### Text passage
# Mixing Mythological Creatures



## Vanya (Feb 20, 2012)

Is it ok to have various mythological creatures from different countries in one story as long as you don't overload the reader with info? Such as having Greek, Scandinavian, and Scottish creatures? Any species that has significance to the story has its history explained, those that don't either aren't explained or given a brief overview. I wanted to make sure I'm not ruining the story by having so many different sources for the creatures.


----------



## Queshire (Feb 20, 2012)

nah, toss in whatever you want, personally I hate it when authors just limit themselves to one mythology, I mean, if THAT particular culture's myths and legends are true, WHY aren't any other culture's myths true?

Really, that was one of my biggest beefs with the Percy Jackson series of books.


----------



## Vanya (Feb 20, 2012)

Glad I'm on the right track. Thanks.


----------



## TWErvin2 (Feb 20, 2012)

It all depends on the world you're creating. My most recent novel had centaurs in it as well as a sphinx.

(Pointing and labeling entries)
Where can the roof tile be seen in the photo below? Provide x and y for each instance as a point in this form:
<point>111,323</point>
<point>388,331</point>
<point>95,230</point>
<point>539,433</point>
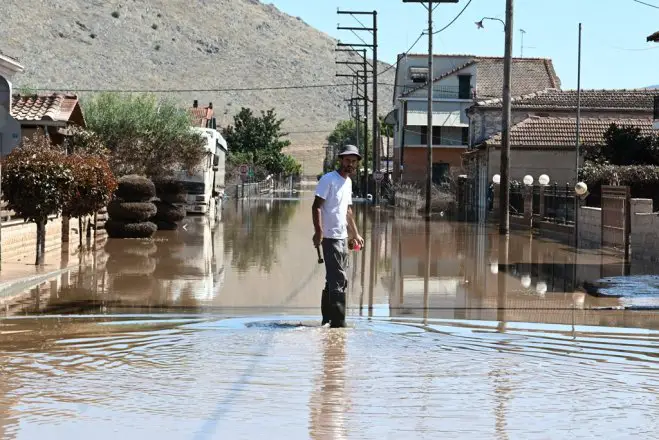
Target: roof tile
<point>561,132</point>
<point>55,107</point>
<point>552,98</point>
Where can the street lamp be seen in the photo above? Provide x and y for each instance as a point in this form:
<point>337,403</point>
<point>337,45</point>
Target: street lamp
<point>480,25</point>
<point>430,8</point>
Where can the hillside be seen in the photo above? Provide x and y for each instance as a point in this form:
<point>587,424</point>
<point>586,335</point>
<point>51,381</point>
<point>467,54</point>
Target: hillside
<point>79,45</point>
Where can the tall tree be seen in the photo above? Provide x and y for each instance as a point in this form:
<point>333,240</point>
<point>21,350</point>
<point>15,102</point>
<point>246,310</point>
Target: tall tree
<point>258,141</point>
<point>145,136</point>
<point>36,182</point>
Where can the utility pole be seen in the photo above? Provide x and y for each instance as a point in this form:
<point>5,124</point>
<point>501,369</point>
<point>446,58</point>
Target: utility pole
<point>504,193</point>
<point>430,8</point>
<point>359,75</point>
<point>374,71</point>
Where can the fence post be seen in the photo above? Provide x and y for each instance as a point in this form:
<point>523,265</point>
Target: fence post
<point>528,206</point>
<point>541,208</point>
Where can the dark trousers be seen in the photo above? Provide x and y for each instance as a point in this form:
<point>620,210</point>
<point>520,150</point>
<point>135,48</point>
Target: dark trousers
<point>335,253</point>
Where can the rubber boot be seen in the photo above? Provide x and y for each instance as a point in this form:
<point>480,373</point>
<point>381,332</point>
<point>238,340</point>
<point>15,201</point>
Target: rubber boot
<point>325,306</point>
<point>338,310</point>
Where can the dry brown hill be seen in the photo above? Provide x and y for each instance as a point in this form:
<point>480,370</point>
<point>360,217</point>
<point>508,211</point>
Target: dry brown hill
<point>77,45</point>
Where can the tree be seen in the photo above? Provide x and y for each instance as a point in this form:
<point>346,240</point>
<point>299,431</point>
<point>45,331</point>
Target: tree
<point>624,145</point>
<point>257,140</point>
<point>144,135</point>
<point>91,190</point>
<point>36,181</point>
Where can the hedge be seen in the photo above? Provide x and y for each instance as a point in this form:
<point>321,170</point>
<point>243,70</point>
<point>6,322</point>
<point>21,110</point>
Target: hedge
<point>120,229</point>
<point>133,188</point>
<point>131,211</point>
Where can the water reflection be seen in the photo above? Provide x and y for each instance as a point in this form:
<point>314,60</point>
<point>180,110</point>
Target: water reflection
<point>253,231</point>
<point>329,402</point>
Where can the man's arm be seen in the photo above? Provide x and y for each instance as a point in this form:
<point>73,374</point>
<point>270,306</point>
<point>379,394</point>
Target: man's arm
<point>316,216</point>
<point>352,227</point>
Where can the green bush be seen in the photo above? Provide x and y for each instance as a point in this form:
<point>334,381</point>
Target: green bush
<point>131,211</point>
<point>120,229</point>
<point>134,188</point>
<point>643,180</point>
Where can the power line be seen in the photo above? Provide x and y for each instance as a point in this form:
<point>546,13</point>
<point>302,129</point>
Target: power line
<point>227,89</point>
<point>646,4</point>
<point>455,19</point>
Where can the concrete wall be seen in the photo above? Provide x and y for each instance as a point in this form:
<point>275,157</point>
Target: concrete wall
<point>644,230</point>
<point>590,227</point>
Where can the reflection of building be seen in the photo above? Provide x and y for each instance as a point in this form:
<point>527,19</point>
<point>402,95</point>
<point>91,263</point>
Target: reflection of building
<point>196,272</point>
<point>446,292</point>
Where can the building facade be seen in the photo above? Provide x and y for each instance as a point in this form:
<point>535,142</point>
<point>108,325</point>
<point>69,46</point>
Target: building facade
<point>458,82</point>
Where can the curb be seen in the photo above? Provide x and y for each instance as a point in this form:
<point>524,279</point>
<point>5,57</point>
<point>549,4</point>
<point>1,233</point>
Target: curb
<point>15,287</point>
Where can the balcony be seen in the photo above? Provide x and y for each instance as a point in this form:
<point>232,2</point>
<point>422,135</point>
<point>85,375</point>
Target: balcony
<point>439,92</point>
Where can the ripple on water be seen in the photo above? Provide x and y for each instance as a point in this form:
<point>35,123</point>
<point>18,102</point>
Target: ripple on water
<point>287,376</point>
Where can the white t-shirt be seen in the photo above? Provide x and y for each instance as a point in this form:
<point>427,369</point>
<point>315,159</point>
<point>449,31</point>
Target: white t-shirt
<point>337,193</point>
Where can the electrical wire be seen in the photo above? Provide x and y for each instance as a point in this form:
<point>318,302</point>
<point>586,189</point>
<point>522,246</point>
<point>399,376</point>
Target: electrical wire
<point>455,19</point>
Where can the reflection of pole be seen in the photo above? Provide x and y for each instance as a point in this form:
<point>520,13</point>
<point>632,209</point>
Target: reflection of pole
<point>426,275</point>
<point>502,280</point>
<point>363,265</point>
<point>371,272</point>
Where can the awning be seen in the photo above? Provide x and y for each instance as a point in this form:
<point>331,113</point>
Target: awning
<point>445,119</point>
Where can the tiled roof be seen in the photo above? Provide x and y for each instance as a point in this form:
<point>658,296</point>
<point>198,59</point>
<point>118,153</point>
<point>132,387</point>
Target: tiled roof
<point>440,77</point>
<point>55,107</point>
<point>201,115</point>
<point>529,75</point>
<point>550,132</point>
<point>615,99</point>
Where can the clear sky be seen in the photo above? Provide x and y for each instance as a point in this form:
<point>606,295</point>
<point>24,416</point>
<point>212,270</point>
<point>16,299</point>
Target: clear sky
<point>614,51</point>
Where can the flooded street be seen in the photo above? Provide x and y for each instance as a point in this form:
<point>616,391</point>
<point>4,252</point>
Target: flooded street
<point>213,331</point>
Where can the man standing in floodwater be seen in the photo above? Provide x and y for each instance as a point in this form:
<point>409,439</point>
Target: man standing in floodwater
<point>333,223</point>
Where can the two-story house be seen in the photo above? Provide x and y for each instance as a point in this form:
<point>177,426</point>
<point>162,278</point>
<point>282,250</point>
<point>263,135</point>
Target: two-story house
<point>458,81</point>
<point>543,132</point>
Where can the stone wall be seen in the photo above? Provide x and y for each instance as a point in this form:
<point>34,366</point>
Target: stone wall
<point>644,230</point>
<point>590,227</point>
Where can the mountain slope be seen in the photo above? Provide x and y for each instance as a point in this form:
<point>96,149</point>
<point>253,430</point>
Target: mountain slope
<point>76,45</point>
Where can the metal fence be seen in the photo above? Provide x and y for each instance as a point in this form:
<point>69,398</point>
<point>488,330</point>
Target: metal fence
<point>559,204</point>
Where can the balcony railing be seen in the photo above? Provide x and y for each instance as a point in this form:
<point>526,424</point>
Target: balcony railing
<point>440,92</point>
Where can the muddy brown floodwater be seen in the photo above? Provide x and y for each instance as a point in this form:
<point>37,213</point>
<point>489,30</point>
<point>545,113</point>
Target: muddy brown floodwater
<point>213,331</point>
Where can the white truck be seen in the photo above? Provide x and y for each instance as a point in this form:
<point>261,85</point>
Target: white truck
<point>205,187</point>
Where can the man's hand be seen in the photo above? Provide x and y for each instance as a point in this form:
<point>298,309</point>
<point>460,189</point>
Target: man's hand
<point>317,238</point>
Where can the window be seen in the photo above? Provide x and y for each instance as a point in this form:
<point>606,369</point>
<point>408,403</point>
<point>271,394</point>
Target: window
<point>436,135</point>
<point>440,173</point>
<point>419,74</point>
<point>464,88</point>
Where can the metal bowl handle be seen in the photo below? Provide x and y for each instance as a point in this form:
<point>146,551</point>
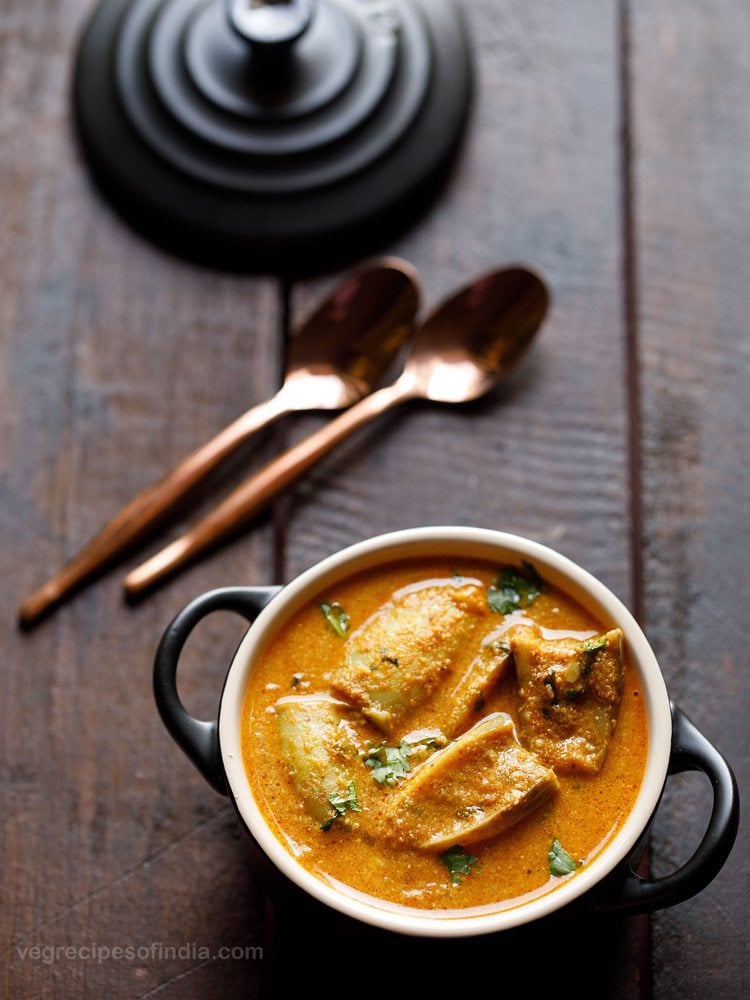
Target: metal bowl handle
<point>627,892</point>
<point>197,737</point>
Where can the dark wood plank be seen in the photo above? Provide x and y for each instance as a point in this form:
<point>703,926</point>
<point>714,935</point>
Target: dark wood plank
<point>115,360</point>
<point>547,456</point>
<point>692,133</point>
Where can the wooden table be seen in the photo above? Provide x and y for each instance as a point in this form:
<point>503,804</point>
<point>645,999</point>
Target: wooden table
<point>609,146</point>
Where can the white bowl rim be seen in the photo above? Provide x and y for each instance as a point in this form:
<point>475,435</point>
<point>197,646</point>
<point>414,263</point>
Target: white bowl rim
<point>403,544</point>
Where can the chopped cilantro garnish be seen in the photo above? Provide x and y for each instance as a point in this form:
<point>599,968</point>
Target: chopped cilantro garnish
<point>458,862</point>
<point>389,763</point>
<point>560,862</point>
<point>514,588</point>
<point>341,803</point>
<point>336,617</point>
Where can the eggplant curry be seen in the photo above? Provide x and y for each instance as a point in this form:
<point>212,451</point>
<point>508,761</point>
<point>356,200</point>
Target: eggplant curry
<point>444,736</point>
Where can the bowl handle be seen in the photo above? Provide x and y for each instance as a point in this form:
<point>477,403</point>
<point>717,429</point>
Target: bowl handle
<point>627,892</point>
<point>197,737</point>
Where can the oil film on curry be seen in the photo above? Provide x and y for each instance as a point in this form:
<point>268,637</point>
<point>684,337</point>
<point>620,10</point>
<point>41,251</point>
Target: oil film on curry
<point>444,734</point>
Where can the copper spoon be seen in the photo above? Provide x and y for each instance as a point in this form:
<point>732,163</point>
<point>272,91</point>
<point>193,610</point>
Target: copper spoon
<point>335,358</point>
<point>465,348</point>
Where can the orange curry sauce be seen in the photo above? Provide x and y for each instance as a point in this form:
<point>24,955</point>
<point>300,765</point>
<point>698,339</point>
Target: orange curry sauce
<point>583,815</point>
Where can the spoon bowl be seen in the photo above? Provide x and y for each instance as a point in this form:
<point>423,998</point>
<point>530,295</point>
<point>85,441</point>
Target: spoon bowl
<point>462,351</point>
<point>472,341</point>
<point>336,357</point>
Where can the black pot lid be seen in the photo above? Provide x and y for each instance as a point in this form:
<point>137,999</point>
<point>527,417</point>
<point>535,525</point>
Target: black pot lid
<point>273,135</point>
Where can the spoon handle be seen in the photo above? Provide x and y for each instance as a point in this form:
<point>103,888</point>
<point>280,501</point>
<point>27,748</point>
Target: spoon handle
<point>252,495</point>
<point>147,510</point>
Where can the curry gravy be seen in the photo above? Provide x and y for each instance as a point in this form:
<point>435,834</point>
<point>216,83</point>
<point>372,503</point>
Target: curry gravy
<point>583,815</point>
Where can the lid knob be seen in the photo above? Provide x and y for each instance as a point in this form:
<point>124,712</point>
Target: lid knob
<point>270,25</point>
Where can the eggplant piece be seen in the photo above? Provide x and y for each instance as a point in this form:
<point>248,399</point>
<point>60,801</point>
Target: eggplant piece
<point>395,661</point>
<point>569,696</point>
<point>459,702</point>
<point>322,751</point>
<point>478,786</point>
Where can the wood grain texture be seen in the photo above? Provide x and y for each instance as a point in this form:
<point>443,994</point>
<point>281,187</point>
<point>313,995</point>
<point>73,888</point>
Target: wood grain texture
<point>692,127</point>
<point>116,360</point>
<point>547,455</point>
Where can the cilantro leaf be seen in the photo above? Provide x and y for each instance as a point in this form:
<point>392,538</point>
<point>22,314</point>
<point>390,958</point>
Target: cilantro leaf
<point>560,862</point>
<point>514,588</point>
<point>388,764</point>
<point>589,650</point>
<point>340,804</point>
<point>458,862</point>
<point>336,617</point>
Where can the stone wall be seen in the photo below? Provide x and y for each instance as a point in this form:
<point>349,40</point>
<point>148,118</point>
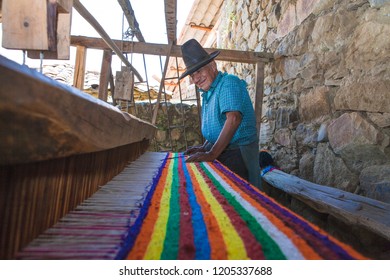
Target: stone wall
<point>326,109</point>
<point>177,125</point>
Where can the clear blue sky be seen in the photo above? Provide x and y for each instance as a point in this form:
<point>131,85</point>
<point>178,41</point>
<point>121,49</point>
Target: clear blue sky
<point>151,19</point>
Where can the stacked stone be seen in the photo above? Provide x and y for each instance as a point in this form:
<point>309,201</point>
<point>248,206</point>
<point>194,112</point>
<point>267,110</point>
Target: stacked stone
<point>326,110</point>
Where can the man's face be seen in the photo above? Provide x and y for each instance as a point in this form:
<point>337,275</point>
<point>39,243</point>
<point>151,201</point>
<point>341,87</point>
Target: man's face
<point>204,77</point>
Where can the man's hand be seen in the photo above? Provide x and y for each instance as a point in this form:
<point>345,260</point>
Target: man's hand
<point>201,156</point>
<point>194,150</point>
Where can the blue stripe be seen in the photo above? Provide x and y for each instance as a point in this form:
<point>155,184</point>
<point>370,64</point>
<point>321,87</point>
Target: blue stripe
<point>134,230</point>
<point>201,239</point>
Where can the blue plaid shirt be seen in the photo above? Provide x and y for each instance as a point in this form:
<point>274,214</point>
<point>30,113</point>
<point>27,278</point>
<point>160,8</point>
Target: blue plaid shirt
<point>228,93</point>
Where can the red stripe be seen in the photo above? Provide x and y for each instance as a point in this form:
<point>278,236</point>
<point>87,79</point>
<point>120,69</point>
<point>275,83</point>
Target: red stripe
<point>186,241</point>
<point>253,248</point>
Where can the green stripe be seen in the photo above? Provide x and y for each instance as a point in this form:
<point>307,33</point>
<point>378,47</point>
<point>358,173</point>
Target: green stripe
<point>171,243</point>
<point>270,248</point>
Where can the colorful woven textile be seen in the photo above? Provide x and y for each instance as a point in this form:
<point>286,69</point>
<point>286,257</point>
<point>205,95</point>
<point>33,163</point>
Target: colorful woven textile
<point>204,211</point>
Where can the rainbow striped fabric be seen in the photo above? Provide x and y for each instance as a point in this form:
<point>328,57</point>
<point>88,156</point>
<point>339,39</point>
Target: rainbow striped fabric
<point>205,211</point>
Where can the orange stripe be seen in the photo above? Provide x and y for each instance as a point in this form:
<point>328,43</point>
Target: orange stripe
<point>217,245</point>
<point>145,234</point>
<point>306,250</point>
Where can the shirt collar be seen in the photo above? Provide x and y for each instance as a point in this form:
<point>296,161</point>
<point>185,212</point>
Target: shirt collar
<point>214,84</point>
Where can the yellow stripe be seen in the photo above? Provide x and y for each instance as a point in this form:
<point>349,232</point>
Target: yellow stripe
<point>234,246</point>
<point>156,244</point>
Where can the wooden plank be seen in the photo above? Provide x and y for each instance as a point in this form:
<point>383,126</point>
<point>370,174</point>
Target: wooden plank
<point>259,94</point>
<point>162,49</point>
<point>79,69</point>
<point>131,20</point>
<point>63,40</point>
<point>41,119</point>
<point>124,84</point>
<point>24,25</point>
<point>65,6</point>
<point>105,73</point>
<point>170,19</point>
<point>154,117</point>
<point>52,24</point>
<point>95,24</point>
<point>353,209</point>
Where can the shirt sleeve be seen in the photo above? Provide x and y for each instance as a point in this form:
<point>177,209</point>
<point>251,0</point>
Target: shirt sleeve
<point>231,95</point>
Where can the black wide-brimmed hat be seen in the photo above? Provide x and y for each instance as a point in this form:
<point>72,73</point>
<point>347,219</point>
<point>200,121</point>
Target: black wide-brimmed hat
<point>195,57</point>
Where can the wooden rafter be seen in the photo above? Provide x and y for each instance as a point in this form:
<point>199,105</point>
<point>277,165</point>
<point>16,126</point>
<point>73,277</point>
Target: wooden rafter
<point>105,38</point>
<point>170,19</point>
<point>162,49</point>
<point>130,16</point>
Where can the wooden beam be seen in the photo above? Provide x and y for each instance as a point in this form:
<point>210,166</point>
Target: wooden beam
<point>154,118</point>
<point>170,19</point>
<point>95,24</point>
<point>25,26</point>
<point>162,49</point>
<point>79,69</point>
<point>132,21</point>
<point>63,40</point>
<point>259,87</point>
<point>105,73</point>
<point>42,119</point>
<point>350,208</point>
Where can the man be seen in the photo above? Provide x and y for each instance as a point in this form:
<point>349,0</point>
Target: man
<point>228,118</point>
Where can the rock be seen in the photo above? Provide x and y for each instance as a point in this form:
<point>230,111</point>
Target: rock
<point>314,104</point>
<point>331,171</point>
<point>381,120</point>
<point>283,137</point>
<point>306,166</point>
<point>375,182</point>
<point>323,133</point>
<point>351,129</point>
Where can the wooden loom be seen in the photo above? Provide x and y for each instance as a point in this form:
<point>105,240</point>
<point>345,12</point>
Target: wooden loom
<point>65,171</point>
<point>58,145</point>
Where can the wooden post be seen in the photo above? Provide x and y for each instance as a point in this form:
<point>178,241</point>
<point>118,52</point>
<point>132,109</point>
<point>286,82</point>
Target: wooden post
<point>95,24</point>
<point>259,94</point>
<point>124,84</point>
<point>79,70</point>
<point>105,73</point>
<point>154,117</point>
<point>25,25</point>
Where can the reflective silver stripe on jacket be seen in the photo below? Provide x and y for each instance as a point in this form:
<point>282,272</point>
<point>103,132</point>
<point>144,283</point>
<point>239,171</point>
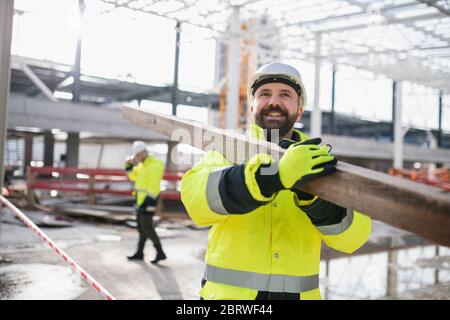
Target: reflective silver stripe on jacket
<point>339,227</point>
<point>212,192</point>
<point>260,281</point>
<point>146,192</point>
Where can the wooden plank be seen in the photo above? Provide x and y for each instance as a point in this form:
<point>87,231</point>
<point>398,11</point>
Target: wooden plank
<point>404,204</point>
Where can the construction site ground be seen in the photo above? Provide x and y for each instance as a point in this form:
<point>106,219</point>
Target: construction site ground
<point>31,270</point>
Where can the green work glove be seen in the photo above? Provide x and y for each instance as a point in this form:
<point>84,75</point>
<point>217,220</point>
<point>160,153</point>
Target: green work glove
<point>305,161</point>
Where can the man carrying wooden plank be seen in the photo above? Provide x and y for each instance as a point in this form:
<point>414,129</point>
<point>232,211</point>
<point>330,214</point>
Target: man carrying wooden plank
<point>146,171</point>
<point>266,237</point>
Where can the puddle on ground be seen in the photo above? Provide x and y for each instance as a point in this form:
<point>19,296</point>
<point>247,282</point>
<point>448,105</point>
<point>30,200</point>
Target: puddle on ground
<point>108,238</point>
<point>39,282</point>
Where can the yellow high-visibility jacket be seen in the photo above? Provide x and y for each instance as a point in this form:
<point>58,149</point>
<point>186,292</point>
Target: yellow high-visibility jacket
<point>259,242</point>
<point>147,177</point>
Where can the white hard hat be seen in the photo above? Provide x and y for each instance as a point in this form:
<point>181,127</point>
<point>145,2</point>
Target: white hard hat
<point>277,72</point>
<point>138,146</point>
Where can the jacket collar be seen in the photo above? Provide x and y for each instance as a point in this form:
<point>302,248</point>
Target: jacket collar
<point>258,133</point>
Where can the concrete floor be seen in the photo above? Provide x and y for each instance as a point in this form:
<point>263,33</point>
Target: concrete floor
<point>36,272</point>
<point>101,249</point>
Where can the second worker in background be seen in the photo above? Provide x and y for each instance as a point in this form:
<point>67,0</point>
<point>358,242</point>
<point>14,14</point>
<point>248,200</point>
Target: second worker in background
<point>147,172</point>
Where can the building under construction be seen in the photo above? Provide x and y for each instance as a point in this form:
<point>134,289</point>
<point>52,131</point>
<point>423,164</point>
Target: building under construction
<point>81,80</point>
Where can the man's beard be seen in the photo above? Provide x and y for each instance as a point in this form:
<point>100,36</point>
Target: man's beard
<point>284,125</point>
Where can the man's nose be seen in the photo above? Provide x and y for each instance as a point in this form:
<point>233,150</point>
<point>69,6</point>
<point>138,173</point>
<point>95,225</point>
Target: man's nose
<point>274,100</point>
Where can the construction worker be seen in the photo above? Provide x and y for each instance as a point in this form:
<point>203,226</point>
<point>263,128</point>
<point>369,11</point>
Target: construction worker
<point>265,238</point>
<point>146,171</point>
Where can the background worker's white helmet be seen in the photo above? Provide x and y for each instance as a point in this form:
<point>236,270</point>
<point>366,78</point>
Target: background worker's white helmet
<point>277,72</point>
<point>138,147</point>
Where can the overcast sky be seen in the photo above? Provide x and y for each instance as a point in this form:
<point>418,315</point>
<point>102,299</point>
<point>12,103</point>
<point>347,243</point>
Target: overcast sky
<point>140,47</point>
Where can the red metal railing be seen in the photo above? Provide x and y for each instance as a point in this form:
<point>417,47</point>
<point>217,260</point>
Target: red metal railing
<point>87,181</point>
<point>435,177</point>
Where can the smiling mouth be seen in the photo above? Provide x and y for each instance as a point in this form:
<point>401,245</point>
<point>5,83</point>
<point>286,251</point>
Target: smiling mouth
<point>273,115</point>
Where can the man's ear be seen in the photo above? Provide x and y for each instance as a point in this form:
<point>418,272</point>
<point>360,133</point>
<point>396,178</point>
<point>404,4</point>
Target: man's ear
<point>299,114</point>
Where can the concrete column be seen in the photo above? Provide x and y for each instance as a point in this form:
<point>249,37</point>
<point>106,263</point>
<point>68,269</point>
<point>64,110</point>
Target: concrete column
<point>440,120</point>
<point>398,130</point>
<point>394,98</point>
<point>316,114</point>
<point>76,87</point>
<point>436,271</point>
<point>233,71</point>
<point>333,99</point>
<point>27,152</point>
<point>392,274</point>
<point>73,147</point>
<point>49,148</point>
<point>172,155</point>
<point>175,69</point>
<point>6,21</point>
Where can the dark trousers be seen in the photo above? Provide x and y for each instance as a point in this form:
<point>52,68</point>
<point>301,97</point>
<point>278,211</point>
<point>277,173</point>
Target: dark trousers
<point>145,226</point>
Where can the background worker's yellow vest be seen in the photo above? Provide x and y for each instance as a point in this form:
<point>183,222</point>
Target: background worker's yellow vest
<point>147,177</point>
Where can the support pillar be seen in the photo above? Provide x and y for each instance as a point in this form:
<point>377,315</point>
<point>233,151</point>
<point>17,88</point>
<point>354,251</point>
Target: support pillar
<point>49,148</point>
<point>316,115</point>
<point>27,152</point>
<point>392,274</point>
<point>172,156</point>
<point>175,69</point>
<point>440,120</point>
<point>73,148</point>
<point>233,71</point>
<point>6,21</point>
<point>398,131</point>
<point>333,99</point>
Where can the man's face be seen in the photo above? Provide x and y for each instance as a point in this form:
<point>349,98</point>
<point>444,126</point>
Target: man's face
<point>275,106</point>
<point>140,156</point>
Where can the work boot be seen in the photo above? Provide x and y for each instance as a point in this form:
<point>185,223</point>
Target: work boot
<point>160,255</point>
<point>136,256</point>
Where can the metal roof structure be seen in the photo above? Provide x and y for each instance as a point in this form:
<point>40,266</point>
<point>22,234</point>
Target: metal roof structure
<point>401,39</point>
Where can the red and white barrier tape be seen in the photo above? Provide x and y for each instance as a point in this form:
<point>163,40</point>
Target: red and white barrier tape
<point>89,279</point>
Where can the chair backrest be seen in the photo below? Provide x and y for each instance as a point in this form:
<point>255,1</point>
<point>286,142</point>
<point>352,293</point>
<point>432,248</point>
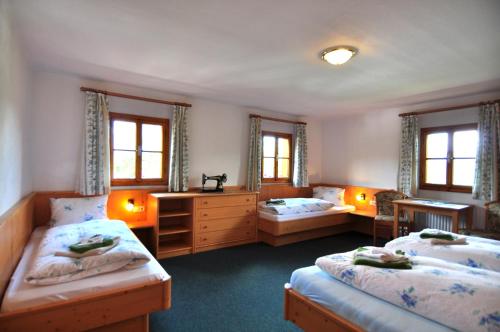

### Exercises to complete
(1) Reproduce the rows between the line holding "Where can the green stripe" and the line holding "<point>231,95</point>", inclusive, with every request kept as it is. Offset each answer coordinate by adding 128 to both its x and y values.
(2) Resume the forum thread about mixing mythological creatures from the point where it stops.
The forum thread about mixing mythological creatures has nothing to do with the rows.

### Answers by task
(1)
Where can the green stripe be seen in the photo above? Provide x and y for each instance as a point in this form:
<point>307,33</point>
<point>378,47</point>
<point>358,173</point>
Target: green stripe
<point>299,371</point>
<point>398,376</point>
Where can the colorful woven textile be seen in the photo above? Provide x and y for each instance as a point in this form:
<point>286,69</point>
<point>286,257</point>
<point>205,95</point>
<point>33,163</point>
Target: colorful woven textile
<point>332,339</point>
Where can the rainbow striped fabric be seen in the photo above? Provide x and y for each instance as a point in this form:
<point>328,57</point>
<point>88,156</point>
<point>339,39</point>
Target: rainbow striped fabric
<point>333,339</point>
Where can the orange stripe be seen in the photo above? Provide x and y for each instance as a point in this form:
<point>328,43</point>
Target: orange stripe
<point>345,373</point>
<point>273,362</point>
<point>434,378</point>
Where can the shirt collar be seen in the photo above? Provide x and y for each instance as a point in this form:
<point>296,161</point>
<point>185,212</point>
Target: shirt collar
<point>342,212</point>
Where can the yellow stripe be seen in the photo above? Provide x and y for each instance as a point in this form:
<point>349,232</point>
Target: yellow stripe
<point>362,374</point>
<point>284,372</point>
Where can the wooden plank be seen in the photo above? Provide x and y for each instance as a point in this form:
<point>383,126</point>
<point>370,174</point>
Target: wooden plank
<point>387,222</point>
<point>290,177</point>
<point>207,197</point>
<point>259,148</point>
<point>191,168</point>
<point>169,247</point>
<point>252,212</point>
<point>152,153</point>
<point>193,134</point>
<point>233,201</point>
<point>298,147</point>
<point>282,245</point>
<point>180,152</point>
<point>223,152</point>
<point>481,337</point>
Where can the shirt sleeve be seen in the photo above? Provide x and y for each instance as a point in this form:
<point>177,209</point>
<point>251,0</point>
Target: shirt sleeve
<point>359,223</point>

(2)
Do what's right for the story, and if there is a logic to it within the context of the world/story, the reader will suspend disbelief.


----------



## ThinkerX (Feb 20, 2012)

There is a general rule of sorts.

Unless its a 'road' type story involving a lot of traveling, or unless the story is meant to be less than clear on certain points, then limiting the total number of races/creatures is a pretty good idea.

Consider Tolkien:  For good guys, he has humans, hobbits, elves, dwarves, and ents, each introduced and detailed in turn.
For bad guys, he had more humans, orcs (split into feuding tribes), trolls (really tough bad guys), and then really nasty buggers like the ring wraiths, plus a few individual monsters like dragons, giant spiders, and the like.  

Limiting things like this makes it easier for the reader to keep track of who is who. 

Another example would be Feists 'Magician' series (original).  He has humans, elves, and dwarves for good guys - though the last two spend a lot of time off stage.  For not so good guys he has more humans, dark elves, goblins, and trolls - all with a defined place in his world. (there are also his other worlds, notably Kelewan, but even there he limits things).  Like Tolkien he does have some very rare and nasty critters - but the reader is made aware of these - dragons, wraiths, and like things.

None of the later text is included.